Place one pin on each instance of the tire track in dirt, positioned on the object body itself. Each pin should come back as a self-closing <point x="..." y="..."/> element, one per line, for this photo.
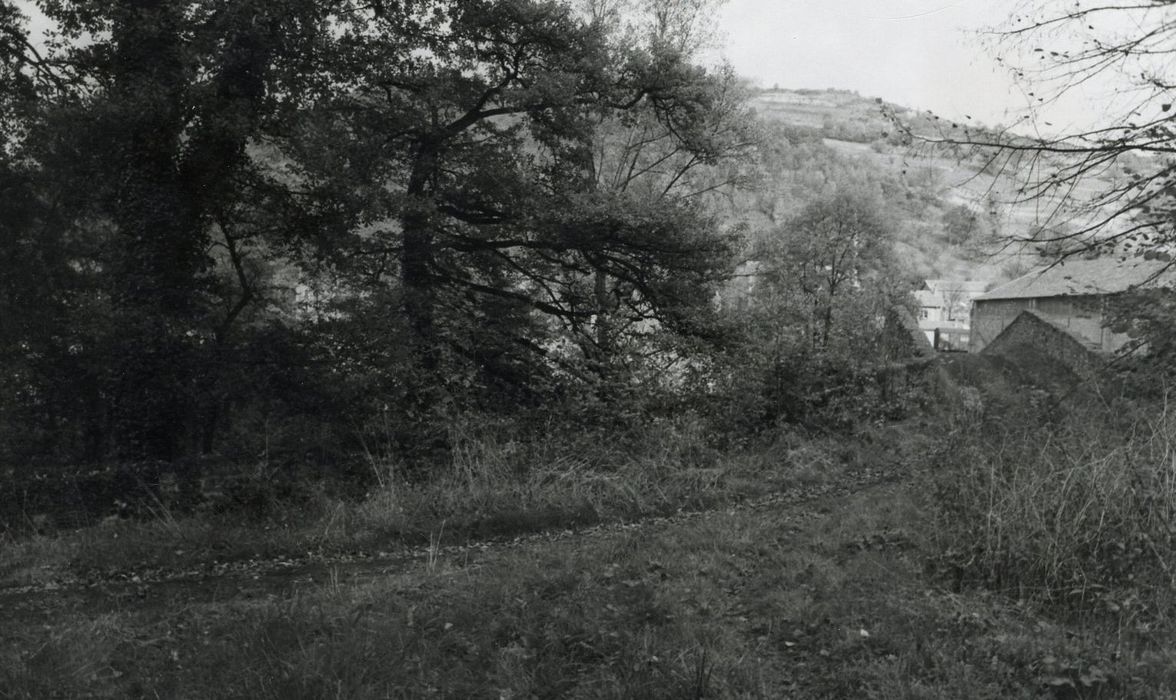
<point x="261" y="579"/>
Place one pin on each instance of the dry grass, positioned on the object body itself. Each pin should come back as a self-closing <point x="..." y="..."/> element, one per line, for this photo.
<point x="827" y="600"/>
<point x="1078" y="513"/>
<point x="495" y="485"/>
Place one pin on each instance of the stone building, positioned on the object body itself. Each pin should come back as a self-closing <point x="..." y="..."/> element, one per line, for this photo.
<point x="1070" y="295"/>
<point x="943" y="307"/>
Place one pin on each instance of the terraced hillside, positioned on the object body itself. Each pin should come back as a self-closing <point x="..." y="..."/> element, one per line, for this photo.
<point x="929" y="188"/>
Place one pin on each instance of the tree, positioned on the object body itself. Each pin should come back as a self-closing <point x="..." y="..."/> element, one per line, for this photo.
<point x="487" y="120"/>
<point x="834" y="254"/>
<point x="1103" y="184"/>
<point x="429" y="165"/>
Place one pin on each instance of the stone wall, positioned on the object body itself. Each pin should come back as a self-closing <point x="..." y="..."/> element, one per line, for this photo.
<point x="1081" y="317"/>
<point x="1029" y="330"/>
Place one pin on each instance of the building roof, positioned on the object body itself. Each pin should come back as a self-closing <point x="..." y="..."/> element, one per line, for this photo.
<point x="1078" y="277"/>
<point x="964" y="286"/>
<point x="928" y="298"/>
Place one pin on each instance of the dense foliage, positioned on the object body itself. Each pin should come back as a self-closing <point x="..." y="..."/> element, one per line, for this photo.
<point x="229" y="218"/>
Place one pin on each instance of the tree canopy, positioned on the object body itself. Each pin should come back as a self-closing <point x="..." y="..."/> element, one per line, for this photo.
<point x="219" y="210"/>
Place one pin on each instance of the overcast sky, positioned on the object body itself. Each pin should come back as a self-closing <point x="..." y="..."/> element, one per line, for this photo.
<point x="923" y="54"/>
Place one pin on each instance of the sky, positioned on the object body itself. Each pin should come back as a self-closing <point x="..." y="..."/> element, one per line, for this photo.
<point x="924" y="54"/>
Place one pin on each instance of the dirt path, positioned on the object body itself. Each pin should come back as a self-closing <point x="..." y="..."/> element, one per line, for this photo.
<point x="285" y="575"/>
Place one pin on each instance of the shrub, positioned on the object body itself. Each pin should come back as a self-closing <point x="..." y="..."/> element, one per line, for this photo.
<point x="1078" y="512"/>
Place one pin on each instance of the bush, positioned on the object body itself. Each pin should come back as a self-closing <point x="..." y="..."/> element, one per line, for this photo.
<point x="1078" y="512"/>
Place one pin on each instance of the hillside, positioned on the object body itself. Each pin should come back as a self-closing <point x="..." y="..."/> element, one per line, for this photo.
<point x="926" y="186"/>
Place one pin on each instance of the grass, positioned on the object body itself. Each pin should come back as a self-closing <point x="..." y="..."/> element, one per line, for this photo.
<point x="494" y="486"/>
<point x="828" y="600"/>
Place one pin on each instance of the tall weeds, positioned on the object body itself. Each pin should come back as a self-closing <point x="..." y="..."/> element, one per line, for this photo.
<point x="1078" y="512"/>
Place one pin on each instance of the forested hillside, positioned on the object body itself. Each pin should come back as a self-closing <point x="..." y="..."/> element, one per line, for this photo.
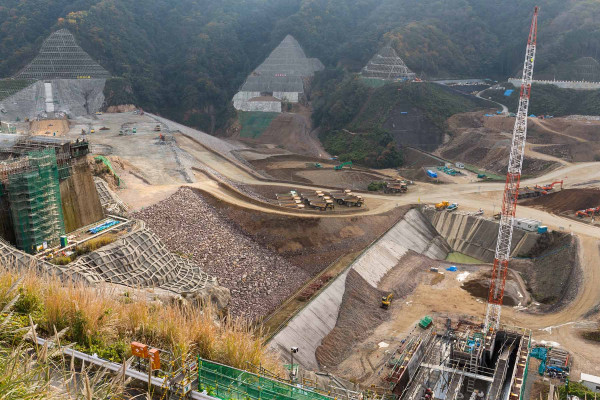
<point x="370" y="125"/>
<point x="186" y="58"/>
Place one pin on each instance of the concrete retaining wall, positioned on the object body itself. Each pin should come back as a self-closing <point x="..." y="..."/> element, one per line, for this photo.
<point x="80" y="201"/>
<point x="74" y="97"/>
<point x="476" y="237"/>
<point x="261" y="106"/>
<point x="577" y="85"/>
<point x="308" y="328"/>
<point x="291" y="97"/>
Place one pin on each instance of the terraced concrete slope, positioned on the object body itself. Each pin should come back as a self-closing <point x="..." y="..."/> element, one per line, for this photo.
<point x="477" y="237"/>
<point x="138" y="260"/>
<point x="61" y="58"/>
<point x="308" y="328"/>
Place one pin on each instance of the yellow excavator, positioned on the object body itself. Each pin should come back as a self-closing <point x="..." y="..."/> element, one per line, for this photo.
<point x="442" y="205"/>
<point x="386" y="301"/>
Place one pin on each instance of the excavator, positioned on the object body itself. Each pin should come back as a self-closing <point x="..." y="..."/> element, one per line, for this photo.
<point x="386" y="301"/>
<point x="442" y="206"/>
<point x="589" y="212"/>
<point x="548" y="187"/>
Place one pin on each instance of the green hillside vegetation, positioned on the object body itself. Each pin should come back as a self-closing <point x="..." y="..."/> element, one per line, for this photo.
<point x="255" y="123"/>
<point x="551" y="100"/>
<point x="187" y="58"/>
<point x="351" y="114"/>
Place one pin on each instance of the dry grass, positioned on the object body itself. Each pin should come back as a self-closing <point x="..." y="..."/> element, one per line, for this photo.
<point x="106" y="320"/>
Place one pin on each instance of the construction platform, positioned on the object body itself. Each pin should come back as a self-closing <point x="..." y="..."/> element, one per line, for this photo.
<point x="459" y="361"/>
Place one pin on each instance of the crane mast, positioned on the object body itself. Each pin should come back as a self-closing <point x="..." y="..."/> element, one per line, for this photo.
<point x="511" y="189"/>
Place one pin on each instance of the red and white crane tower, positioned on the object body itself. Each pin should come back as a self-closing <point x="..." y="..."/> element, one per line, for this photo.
<point x="511" y="189"/>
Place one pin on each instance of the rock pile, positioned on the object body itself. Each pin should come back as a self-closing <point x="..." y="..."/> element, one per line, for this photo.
<point x="259" y="279"/>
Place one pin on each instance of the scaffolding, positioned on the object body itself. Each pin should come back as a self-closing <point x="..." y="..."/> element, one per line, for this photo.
<point x="35" y="203"/>
<point x="387" y="65"/>
<point x="457" y="364"/>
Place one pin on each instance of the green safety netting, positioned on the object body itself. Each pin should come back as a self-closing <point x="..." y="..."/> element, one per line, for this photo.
<point x="35" y="203"/>
<point x="230" y="383"/>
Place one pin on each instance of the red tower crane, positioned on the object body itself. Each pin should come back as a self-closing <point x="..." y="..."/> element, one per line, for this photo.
<point x="511" y="189"/>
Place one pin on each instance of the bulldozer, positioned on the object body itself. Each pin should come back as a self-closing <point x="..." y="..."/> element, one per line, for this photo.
<point x="386" y="301"/>
<point x="442" y="206"/>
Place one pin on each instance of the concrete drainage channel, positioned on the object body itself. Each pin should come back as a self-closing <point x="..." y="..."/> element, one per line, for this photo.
<point x="429" y="233"/>
<point x="317" y="319"/>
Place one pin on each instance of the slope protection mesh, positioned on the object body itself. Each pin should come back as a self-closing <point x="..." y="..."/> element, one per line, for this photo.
<point x="283" y="70"/>
<point x="61" y="58"/>
<point x="386" y="64"/>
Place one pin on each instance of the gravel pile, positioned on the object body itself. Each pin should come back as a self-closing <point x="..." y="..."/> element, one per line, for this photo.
<point x="259" y="279"/>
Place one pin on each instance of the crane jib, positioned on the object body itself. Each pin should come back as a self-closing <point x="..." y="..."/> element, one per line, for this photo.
<point x="511" y="189"/>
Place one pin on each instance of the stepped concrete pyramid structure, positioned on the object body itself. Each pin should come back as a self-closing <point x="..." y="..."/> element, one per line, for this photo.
<point x="386" y="64"/>
<point x="281" y="77"/>
<point x="66" y="81"/>
<point x="61" y="58"/>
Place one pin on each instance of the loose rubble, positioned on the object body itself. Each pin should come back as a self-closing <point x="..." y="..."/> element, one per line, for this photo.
<point x="259" y="279"/>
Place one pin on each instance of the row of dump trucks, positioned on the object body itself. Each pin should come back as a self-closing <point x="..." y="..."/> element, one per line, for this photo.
<point x="319" y="200"/>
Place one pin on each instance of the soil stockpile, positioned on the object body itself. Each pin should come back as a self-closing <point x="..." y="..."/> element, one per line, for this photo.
<point x="552" y="274"/>
<point x="567" y="200"/>
<point x="258" y="278"/>
<point x="310" y="243"/>
<point x="359" y="314"/>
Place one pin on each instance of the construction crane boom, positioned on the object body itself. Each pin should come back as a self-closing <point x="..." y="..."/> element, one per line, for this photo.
<point x="511" y="189"/>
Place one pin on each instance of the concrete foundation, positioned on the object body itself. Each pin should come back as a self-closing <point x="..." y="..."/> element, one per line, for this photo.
<point x="476" y="237"/>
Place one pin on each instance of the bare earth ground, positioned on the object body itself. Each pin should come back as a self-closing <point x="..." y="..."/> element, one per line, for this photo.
<point x="292" y="131"/>
<point x="160" y="177"/>
<point x="484" y="142"/>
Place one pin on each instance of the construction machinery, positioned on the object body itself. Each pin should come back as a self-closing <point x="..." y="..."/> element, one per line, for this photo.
<point x="549" y="187"/>
<point x="342" y="165"/>
<point x="511" y="189"/>
<point x="386" y="301"/>
<point x="442" y="206"/>
<point x="588" y="212"/>
<point x="346" y="198"/>
<point x="290" y="200"/>
<point x="397" y="186"/>
<point x="317" y="201"/>
<point x="452" y="207"/>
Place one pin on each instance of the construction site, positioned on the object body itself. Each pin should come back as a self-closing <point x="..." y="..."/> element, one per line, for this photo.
<point x="423" y="288"/>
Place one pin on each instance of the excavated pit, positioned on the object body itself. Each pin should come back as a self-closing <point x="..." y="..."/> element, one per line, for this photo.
<point x="345" y="315"/>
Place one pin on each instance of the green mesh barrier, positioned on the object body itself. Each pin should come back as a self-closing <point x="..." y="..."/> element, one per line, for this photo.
<point x="230" y="383"/>
<point x="35" y="202"/>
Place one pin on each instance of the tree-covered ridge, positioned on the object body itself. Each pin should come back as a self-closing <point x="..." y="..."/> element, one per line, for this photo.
<point x="352" y="115"/>
<point x="186" y="58"/>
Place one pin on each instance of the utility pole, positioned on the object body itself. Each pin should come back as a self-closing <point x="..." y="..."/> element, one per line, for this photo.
<point x="293" y="350"/>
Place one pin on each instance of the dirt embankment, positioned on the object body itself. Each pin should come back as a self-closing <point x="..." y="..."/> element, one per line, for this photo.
<point x="485" y="142"/>
<point x="552" y="271"/>
<point x="262" y="258"/>
<point x="567" y="200"/>
<point x="49" y="127"/>
<point x="361" y="313"/>
<point x="309" y="243"/>
<point x="258" y="278"/>
<point x="302" y="170"/>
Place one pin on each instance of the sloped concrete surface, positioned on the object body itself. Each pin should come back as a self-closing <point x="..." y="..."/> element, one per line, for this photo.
<point x="308" y="328"/>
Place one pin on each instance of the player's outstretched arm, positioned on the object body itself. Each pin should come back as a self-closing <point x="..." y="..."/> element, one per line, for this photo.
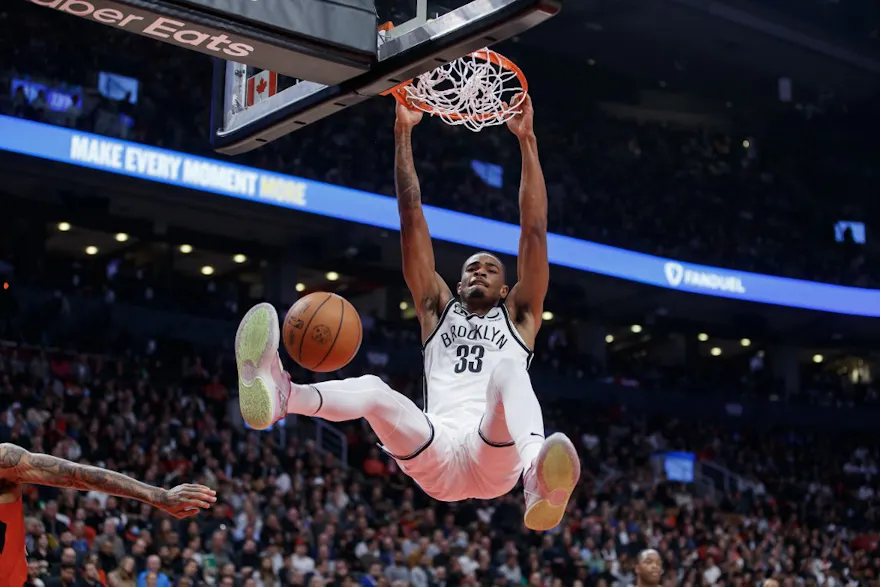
<point x="20" y="466"/>
<point x="430" y="293"/>
<point x="533" y="265"/>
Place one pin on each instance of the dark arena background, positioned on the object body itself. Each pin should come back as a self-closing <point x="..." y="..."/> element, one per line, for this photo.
<point x="710" y="342"/>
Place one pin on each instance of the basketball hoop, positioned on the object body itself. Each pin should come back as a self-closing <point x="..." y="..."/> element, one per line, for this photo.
<point x="474" y="91"/>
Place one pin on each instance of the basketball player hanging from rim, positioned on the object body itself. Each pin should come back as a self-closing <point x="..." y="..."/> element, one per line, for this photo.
<point x="482" y="426"/>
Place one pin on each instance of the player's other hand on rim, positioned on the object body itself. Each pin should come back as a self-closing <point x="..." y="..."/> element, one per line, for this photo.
<point x="522" y="124"/>
<point x="186" y="500"/>
<point x="407" y="117"/>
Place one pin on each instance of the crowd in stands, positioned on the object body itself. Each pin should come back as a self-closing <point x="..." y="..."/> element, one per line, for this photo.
<point x="695" y="194"/>
<point x="796" y="505"/>
<point x="801" y="509"/>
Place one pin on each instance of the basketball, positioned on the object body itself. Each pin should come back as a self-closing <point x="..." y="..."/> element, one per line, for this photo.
<point x="322" y="332"/>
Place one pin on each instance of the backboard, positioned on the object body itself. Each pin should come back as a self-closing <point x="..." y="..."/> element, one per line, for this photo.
<point x="253" y="106"/>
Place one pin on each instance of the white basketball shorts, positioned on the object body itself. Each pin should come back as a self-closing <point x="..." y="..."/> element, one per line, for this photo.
<point x="457" y="463"/>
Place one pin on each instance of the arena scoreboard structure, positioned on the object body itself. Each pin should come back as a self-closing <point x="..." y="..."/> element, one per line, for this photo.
<point x="282" y="64"/>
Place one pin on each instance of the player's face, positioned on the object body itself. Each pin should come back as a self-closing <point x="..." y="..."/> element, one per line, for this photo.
<point x="650" y="569"/>
<point x="482" y="280"/>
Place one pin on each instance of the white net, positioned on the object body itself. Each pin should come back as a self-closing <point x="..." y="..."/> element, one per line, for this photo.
<point x="474" y="91"/>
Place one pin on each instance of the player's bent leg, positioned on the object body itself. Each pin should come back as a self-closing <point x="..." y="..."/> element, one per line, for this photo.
<point x="401" y="426"/>
<point x="266" y="393"/>
<point x="551" y="467"/>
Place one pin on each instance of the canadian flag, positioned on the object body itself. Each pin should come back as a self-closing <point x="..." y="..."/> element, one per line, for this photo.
<point x="261" y="86"/>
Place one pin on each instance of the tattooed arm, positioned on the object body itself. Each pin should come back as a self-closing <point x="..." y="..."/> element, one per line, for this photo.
<point x="20" y="466"/>
<point x="430" y="293"/>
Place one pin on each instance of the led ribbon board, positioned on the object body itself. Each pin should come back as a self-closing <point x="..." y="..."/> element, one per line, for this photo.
<point x="228" y="179"/>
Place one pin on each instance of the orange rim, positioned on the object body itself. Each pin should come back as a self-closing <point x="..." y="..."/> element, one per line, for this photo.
<point x="399" y="91"/>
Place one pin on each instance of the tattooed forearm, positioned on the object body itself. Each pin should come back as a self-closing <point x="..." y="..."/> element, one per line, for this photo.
<point x="40" y="469"/>
<point x="10" y="456"/>
<point x="406" y="181"/>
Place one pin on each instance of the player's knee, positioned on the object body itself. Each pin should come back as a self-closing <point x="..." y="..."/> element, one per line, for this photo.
<point x="372" y="382"/>
<point x="376" y="390"/>
<point x="507" y="370"/>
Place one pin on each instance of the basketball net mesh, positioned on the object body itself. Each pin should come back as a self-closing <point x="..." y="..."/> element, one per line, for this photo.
<point x="474" y="91"/>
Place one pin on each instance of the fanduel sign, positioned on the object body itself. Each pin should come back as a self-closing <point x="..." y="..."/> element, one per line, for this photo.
<point x="677" y="274"/>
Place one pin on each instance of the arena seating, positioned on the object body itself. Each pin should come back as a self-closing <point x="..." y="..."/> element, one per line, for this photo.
<point x="291" y="514"/>
<point x="643" y="187"/>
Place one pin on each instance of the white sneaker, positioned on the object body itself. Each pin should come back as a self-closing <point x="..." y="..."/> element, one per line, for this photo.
<point x="549" y="482"/>
<point x="263" y="385"/>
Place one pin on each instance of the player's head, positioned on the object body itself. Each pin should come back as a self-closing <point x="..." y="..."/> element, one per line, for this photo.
<point x="482" y="282"/>
<point x="649" y="567"/>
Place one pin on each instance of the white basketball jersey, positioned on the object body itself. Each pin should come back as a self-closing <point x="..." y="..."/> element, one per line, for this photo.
<point x="460" y="356"/>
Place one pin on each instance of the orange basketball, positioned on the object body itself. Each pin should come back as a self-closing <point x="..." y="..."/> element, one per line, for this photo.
<point x="322" y="332"/>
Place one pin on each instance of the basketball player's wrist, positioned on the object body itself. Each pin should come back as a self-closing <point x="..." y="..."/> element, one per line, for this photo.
<point x="402" y="130"/>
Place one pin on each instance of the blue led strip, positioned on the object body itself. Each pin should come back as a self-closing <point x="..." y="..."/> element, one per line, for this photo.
<point x="227" y="179"/>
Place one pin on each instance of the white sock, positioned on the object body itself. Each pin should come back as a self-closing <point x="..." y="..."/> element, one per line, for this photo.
<point x="401" y="426"/>
<point x="511" y="386"/>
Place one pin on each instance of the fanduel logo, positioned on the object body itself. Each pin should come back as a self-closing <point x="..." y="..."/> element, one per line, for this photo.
<point x="150" y="25"/>
<point x="676" y="274"/>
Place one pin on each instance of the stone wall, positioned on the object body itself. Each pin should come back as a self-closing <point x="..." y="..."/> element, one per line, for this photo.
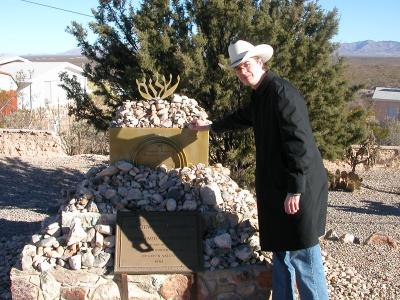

→ **Instruction**: Pick out every row above that contains the string "green", and copy each one in full. Case counts.

→ **Response**:
Place one pin on each instance of the green hillside vegetation, positioned on the object body itself. Each pin should come back as a self-closing <point x="..." y="..."/> element, one per line, for this photo.
Place one pin on each instance of the green safety netting, positioned on the object body itself. Each pin should come back as a self-closing <point x="..." y="..."/> element, one per line, for this photo.
Place one pin on each instance of the green mesh barrier, positioned on the object body itself. Each pin should come back as a self-closing <point x="..." y="..."/> element, one per line, for this photo.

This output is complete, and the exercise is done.